Yale & Downtown Revitalization
Downtown is the heart and soul of any city. Yale has been at the center of New Haven since the early 1700s and today, more than ever, the University is working with the City, businesses, and residents to build on downtown’s many strengths. Yale’s investments include:
- Chapel/College Street FDIC-foreclosed Properties: $8,500,000 With City encouragement, Yale invested in key downtown properties to keep ownership local and the district intact and is now investing in repairs to keep the district vibrant.
- Broadway District Improvements: $8,000,000 The City and Yale secured federal funding for infrastructure improvements to this important intersection of campus and community. Yale has invested additional funds for facade and streetscape improvements and for a new retail building that will offer high-quality space for existing local and new national retailers, bringing more jobs and taxes.
- Downtown retail and marketing: In its taxpaying retail properties, Yale provides space to more than 80 local merchants and five national retailers. The University works actively with the City and local business groups to attract, retain, and market downtown. Together with the City and the business community, Yale has helped create Market New Haven Inc. and committed $250,000 a year over three years to this concerted, strategic marketing initiative.
- Arts and culture: Shubert Theatre, Jazz Festival, International Festival of Arts and Ideas: Yale has been a lead sponsor of facilities and events, like the Shubert and the International Festival, which bring hundreds of thousands of city and suburban residents to downtown. Yale has invested in its own arts facilities, such as the art museums and the School of Drama, which altogether attract 400,000 visitors a year.
- Town Green Special Services District: Yale joined the City and businesses to create this organization that provides enhanced maintenance, hospitality, and safety. Yale pays $100,000 a year in taxes and direct grants.
- Ninth Square Redevelopment:Yale joined the State and City in this mixed-use retail and residential project. The residential portion, with more than 300 downtown living units, is full and the retail has been filling up with restaurants, turning the area into a major destination.
- The former JCC building in the Chapel West District was vacant and abandoned for a decade. To promote greater campus/community interaction and create a new home for the School of Art, Yale has rehabilitated the building, which draws hundreds of people to a key block, boosting Chapel West retail.

→ **TASK DIRECTIONS**:
Answer these from the passage on Yale and downtown revitalization:
(a) How much did Yale put into the Chapel/College Street FDIC-foreclosed properties?
(b) How many local merchants get space in Yale's taxpaying retail properties?
(c) How many downtown living units are in the residential portion of the Ninth Square Redevelopment?

→ **SUPPLIED ENTRIES**:
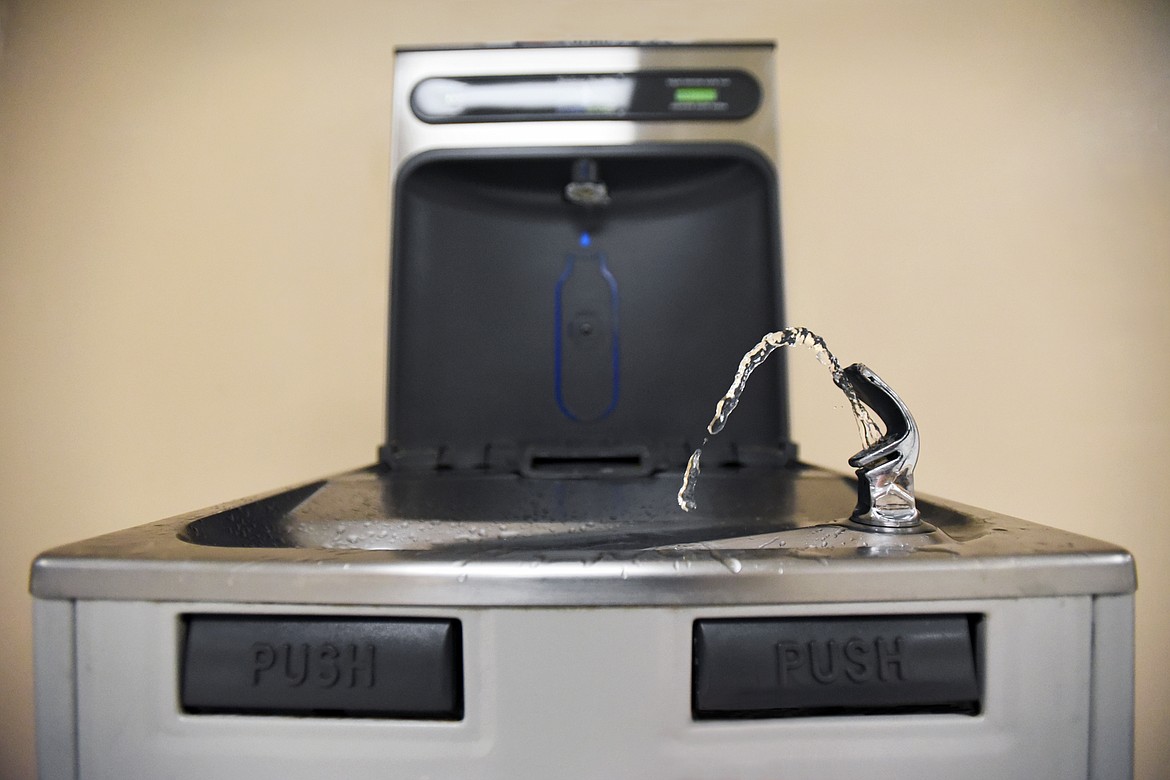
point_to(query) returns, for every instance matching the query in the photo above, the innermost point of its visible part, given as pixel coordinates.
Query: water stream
(789, 337)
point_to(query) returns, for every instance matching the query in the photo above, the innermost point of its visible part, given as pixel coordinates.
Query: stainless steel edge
(641, 579)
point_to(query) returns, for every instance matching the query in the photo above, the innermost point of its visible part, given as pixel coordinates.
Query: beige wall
(193, 239)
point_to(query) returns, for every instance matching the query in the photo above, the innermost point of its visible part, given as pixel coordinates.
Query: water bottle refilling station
(585, 242)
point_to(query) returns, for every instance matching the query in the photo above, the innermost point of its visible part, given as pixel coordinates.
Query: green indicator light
(696, 95)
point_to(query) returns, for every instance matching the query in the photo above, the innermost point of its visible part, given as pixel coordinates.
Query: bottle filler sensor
(585, 241)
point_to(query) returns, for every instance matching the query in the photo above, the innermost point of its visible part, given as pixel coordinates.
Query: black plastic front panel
(323, 667)
(522, 323)
(867, 664)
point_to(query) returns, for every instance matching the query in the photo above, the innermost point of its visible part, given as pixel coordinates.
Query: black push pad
(834, 665)
(336, 667)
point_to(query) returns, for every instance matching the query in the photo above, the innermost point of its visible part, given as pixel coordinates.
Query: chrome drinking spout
(885, 468)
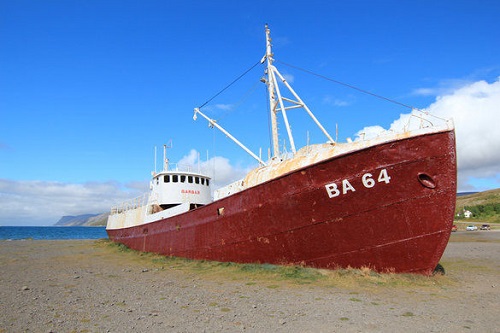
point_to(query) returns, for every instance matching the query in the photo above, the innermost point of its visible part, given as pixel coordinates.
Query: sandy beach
(92, 286)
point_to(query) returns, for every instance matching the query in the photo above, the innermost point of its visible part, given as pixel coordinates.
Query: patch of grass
(275, 276)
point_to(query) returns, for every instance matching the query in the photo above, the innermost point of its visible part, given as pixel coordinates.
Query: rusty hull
(397, 225)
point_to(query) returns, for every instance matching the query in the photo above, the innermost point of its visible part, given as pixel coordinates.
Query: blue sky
(89, 88)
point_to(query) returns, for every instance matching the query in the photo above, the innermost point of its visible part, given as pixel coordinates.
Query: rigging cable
(349, 86)
(234, 81)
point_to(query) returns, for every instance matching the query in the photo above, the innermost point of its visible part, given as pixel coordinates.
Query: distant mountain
(84, 220)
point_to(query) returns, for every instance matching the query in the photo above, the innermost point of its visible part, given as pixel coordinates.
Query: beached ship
(386, 203)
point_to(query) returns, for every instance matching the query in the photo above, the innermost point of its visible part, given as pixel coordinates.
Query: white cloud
(45, 202)
(218, 168)
(474, 108)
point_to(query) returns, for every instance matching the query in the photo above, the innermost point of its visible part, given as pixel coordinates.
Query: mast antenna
(277, 101)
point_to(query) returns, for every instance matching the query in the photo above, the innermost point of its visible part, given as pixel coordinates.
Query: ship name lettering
(191, 191)
(367, 180)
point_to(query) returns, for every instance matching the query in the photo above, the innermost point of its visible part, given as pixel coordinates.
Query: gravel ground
(88, 286)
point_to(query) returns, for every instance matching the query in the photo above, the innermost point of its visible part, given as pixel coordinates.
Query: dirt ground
(90, 286)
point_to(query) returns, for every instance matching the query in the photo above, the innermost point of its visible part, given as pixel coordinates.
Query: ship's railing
(187, 168)
(130, 204)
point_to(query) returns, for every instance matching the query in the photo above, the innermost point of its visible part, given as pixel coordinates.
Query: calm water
(52, 233)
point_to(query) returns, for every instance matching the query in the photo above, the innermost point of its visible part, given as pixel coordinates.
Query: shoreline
(87, 285)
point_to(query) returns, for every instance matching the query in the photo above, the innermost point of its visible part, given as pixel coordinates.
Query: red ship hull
(389, 207)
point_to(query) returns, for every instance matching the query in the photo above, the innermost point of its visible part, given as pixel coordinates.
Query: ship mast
(277, 101)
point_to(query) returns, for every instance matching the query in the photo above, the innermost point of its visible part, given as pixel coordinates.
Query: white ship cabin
(173, 188)
(172, 192)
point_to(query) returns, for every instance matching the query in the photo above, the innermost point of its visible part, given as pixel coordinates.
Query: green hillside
(484, 206)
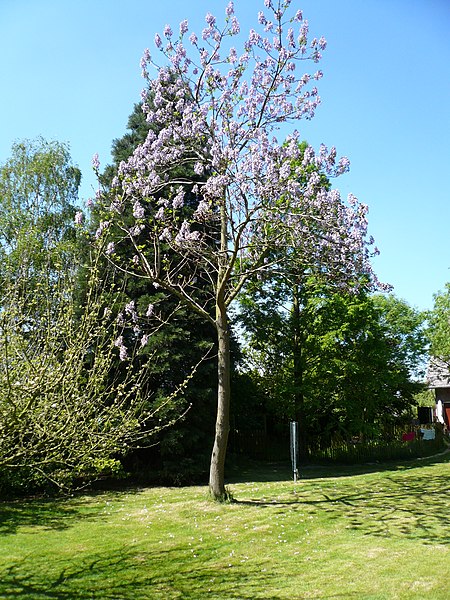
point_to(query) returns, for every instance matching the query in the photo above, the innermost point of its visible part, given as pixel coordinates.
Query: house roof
(438, 374)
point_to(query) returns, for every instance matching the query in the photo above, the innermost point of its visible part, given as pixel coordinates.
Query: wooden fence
(260, 446)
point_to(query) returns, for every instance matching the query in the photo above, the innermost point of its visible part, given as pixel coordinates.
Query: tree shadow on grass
(53, 513)
(394, 506)
(131, 574)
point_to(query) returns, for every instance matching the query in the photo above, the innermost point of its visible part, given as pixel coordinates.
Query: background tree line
(211, 248)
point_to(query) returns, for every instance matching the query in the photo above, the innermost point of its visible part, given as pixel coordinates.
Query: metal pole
(294, 448)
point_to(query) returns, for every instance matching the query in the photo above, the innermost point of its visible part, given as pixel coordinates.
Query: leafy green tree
(181, 453)
(67, 412)
(360, 361)
(38, 197)
(216, 111)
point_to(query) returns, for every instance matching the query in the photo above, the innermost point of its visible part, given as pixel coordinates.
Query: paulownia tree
(216, 108)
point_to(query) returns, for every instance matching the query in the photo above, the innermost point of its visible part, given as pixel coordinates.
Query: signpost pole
(294, 448)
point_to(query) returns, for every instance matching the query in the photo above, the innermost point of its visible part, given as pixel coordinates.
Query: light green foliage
(358, 358)
(66, 413)
(68, 408)
(38, 193)
(368, 533)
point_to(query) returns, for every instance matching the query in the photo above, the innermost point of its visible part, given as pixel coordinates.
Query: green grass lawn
(337, 533)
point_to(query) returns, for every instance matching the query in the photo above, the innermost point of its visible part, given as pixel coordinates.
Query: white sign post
(294, 448)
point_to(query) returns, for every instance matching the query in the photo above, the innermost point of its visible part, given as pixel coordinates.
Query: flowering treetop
(214, 110)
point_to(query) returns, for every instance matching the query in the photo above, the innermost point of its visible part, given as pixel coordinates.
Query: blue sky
(70, 71)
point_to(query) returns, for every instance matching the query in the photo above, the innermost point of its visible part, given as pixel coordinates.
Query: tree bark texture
(217, 467)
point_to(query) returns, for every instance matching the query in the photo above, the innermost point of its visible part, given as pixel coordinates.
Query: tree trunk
(299, 410)
(217, 467)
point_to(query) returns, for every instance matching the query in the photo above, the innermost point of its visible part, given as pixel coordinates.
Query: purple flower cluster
(216, 108)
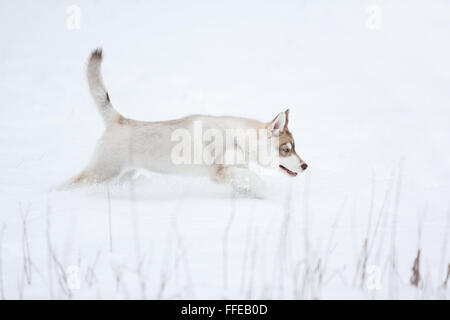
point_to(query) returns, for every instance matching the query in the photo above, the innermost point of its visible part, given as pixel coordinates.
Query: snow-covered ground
(368, 87)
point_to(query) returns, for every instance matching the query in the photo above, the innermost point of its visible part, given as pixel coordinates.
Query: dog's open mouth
(291, 173)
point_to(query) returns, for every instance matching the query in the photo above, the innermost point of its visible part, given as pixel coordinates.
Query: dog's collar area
(291, 173)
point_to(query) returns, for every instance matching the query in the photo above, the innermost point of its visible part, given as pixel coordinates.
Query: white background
(370, 111)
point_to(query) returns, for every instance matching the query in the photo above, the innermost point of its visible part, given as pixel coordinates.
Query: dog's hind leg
(106, 164)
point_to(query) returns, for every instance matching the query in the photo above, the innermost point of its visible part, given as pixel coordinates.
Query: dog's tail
(98, 90)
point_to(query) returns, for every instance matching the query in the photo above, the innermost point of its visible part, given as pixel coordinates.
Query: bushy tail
(98, 90)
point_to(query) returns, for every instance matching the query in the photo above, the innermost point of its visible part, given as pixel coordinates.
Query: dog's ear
(278, 124)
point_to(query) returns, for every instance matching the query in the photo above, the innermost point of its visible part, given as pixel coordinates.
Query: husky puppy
(128, 145)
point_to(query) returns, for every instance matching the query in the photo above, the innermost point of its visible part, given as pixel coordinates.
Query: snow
(370, 111)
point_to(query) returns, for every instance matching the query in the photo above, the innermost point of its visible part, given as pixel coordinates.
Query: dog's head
(289, 161)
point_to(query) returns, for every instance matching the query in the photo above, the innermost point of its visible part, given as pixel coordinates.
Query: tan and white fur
(127, 145)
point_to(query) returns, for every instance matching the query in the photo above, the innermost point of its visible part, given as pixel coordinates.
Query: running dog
(128, 145)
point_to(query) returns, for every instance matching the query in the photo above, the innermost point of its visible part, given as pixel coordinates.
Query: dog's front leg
(243, 180)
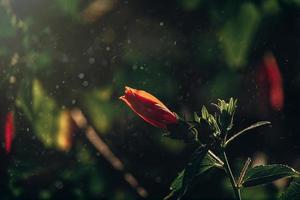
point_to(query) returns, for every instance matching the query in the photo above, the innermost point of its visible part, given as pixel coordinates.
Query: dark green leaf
(293, 191)
(177, 183)
(199, 164)
(267, 173)
(237, 34)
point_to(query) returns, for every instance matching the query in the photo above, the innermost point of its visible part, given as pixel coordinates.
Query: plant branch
(227, 167)
(258, 124)
(214, 156)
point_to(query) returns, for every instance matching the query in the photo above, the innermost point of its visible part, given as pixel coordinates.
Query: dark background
(64, 54)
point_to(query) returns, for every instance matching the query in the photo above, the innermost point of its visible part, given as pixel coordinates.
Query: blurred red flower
(149, 108)
(270, 78)
(9, 131)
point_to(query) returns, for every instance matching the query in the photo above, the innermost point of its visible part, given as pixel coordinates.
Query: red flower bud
(149, 108)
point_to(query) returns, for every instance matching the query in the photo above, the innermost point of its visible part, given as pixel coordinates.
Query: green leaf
(293, 191)
(267, 173)
(200, 163)
(177, 182)
(197, 118)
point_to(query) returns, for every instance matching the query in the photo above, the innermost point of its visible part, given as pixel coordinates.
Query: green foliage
(41, 110)
(237, 34)
(267, 173)
(69, 7)
(200, 163)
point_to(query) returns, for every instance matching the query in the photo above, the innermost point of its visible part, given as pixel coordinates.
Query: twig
(106, 152)
(258, 124)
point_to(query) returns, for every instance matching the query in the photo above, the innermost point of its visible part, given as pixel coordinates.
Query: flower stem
(227, 167)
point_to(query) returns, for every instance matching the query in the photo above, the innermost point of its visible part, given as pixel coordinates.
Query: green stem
(227, 167)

→ **ANSWER SPACE**:
(a) $8,500,000
(b) More than 80
(c) More than 300